** Written request **
Omit every picture and output the rest of the records exactly as they are.

----- Exercise inputs -----

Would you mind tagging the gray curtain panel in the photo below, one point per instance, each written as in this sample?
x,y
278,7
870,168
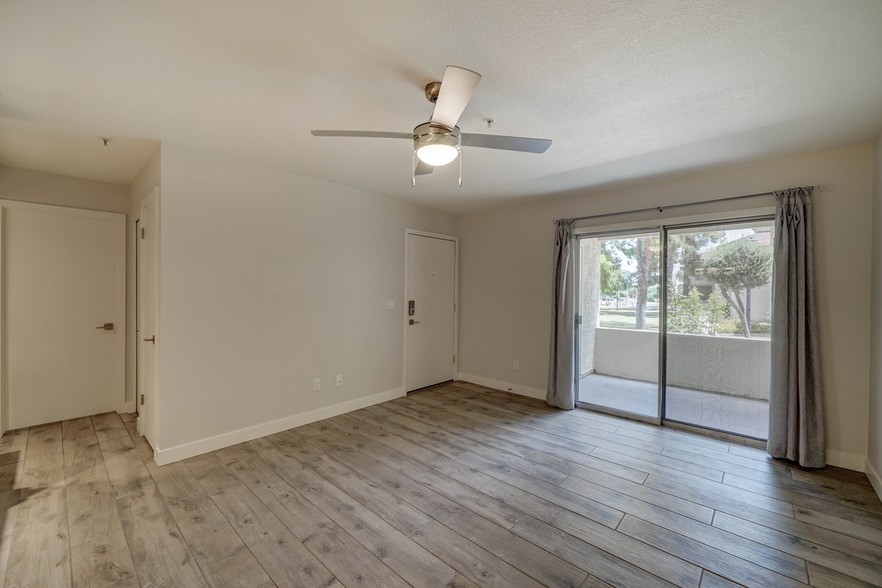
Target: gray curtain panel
x,y
562,362
796,407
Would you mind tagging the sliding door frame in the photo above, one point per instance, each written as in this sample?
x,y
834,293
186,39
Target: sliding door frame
x,y
657,230
663,230
663,320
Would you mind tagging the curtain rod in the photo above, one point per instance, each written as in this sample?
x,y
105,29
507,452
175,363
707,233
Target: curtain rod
x,y
663,208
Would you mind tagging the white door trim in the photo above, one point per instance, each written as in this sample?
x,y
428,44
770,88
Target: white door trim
x,y
455,239
119,221
152,432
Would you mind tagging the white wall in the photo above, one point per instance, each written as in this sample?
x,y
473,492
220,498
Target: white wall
x,y
874,448
268,280
506,275
43,188
147,179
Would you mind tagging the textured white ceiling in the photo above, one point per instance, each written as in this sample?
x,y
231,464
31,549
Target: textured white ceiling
x,y
625,89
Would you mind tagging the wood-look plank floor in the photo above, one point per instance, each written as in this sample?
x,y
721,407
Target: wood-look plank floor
x,y
455,485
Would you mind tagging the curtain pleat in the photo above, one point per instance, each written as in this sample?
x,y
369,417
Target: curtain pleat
x,y
562,362
796,407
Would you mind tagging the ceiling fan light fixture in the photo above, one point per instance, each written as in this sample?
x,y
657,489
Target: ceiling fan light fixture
x,y
437,154
436,145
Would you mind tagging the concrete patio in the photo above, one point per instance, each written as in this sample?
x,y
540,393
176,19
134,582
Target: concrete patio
x,y
725,412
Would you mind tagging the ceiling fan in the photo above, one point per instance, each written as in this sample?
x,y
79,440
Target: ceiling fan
x,y
438,141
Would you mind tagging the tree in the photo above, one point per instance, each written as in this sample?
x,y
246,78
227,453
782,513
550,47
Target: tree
x,y
684,248
736,268
644,252
611,278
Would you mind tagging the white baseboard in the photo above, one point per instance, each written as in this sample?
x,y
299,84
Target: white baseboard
x,y
194,448
849,461
500,385
875,478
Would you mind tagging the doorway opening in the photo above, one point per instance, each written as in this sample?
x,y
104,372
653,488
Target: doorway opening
x,y
429,309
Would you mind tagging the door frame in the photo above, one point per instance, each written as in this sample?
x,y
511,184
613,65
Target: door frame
x,y
661,227
430,235
636,230
119,220
146,425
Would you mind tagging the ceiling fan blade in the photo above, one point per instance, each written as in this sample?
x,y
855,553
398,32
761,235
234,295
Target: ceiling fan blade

-----

** Response **
Would you mind tagging the gray curtain panel in the photo below, one point per instance, each written as in this sample?
x,y
278,7
870,168
Target: gray curtain panel
x,y
562,362
796,407
Would you mind tagging the sliding door frame in the photo above, one point per instance, each written as in this sample?
x,y
834,293
186,39
Target: sliding door frame
x,y
657,230
663,230
663,320
Would you mind tagging the curtain rod in the photo above, one point per instance, each written as in this sample?
x,y
105,29
507,452
175,363
707,233
Target: curtain rod
x,y
663,208
Would you mind tagging the white door trim in the photo above, one point per instance, each written as in this sample?
x,y
428,44
770,88
Target: white door trim
x,y
455,239
119,221
152,432
Would you mind tagging the white wall in the photo above, one point per instance, each written as in this sample?
x,y
473,492
220,498
Target: white wall
x,y
874,448
268,280
506,275
43,188
147,179
Would you mind tagging the textured white ceiling in the photo above, one point per instance, each written as in this sample?
x,y
231,464
31,549
Target: textured white ceiling
x,y
625,89
Would you mind tagging the wood-look plank floor in the photo above, one point per instance, each written as in this sample?
x,y
721,407
Target: wood-look plank floor
x,y
455,485
Would you mind tagging the curtain pleat in the photo above, one point per instance, each written as in this sample?
x,y
369,417
Target: curtain pleat
x,y
562,362
796,407
Would you mind tagging the ceiling fan light fixture in the photo above, one point per instance, each written as in this sample?
x,y
657,489
Target: ceiling fan light fixture
x,y
437,154
436,145
Would you mind tagging the concrete patio in the photo above, one point per instance, each written as in this sample?
x,y
540,393
176,19
134,582
Target: concrete patio
x,y
725,412
Would you mind tagging the ceiling fan in the photo above, one point per instance, each written as in this sample?
x,y
79,440
Target: ceiling fan
x,y
438,141
Would you mind tagging the tree in the photo above, one point per instance, each written as in this sample?
x,y
246,78
227,453
782,513
550,47
Target: tree
x,y
684,248
736,268
644,252
611,278
Would you mind tagging the white baseboard in the photo above, one point per instance, each written as in this sample?
x,y
299,84
Target: white baseboard
x,y
194,448
849,461
500,385
875,478
Would you mind tagging the doorway opening in the photo above, one point per instance, each written as in this sample?
x,y
104,372
653,488
Target: doorway opening
x,y
429,309
Would you mind tagging the door frame in the photo above, one point per instance, each written as in this sample?
x,y
511,184
613,65
Target: door frame
x,y
661,227
430,235
636,230
119,220
146,425
Would you mind tagging the ceiling fan blade in the photo above, one point per instance, each written as in this sample?
x,y
855,553
398,32
761,235
234,295
Target: ceiling fan blade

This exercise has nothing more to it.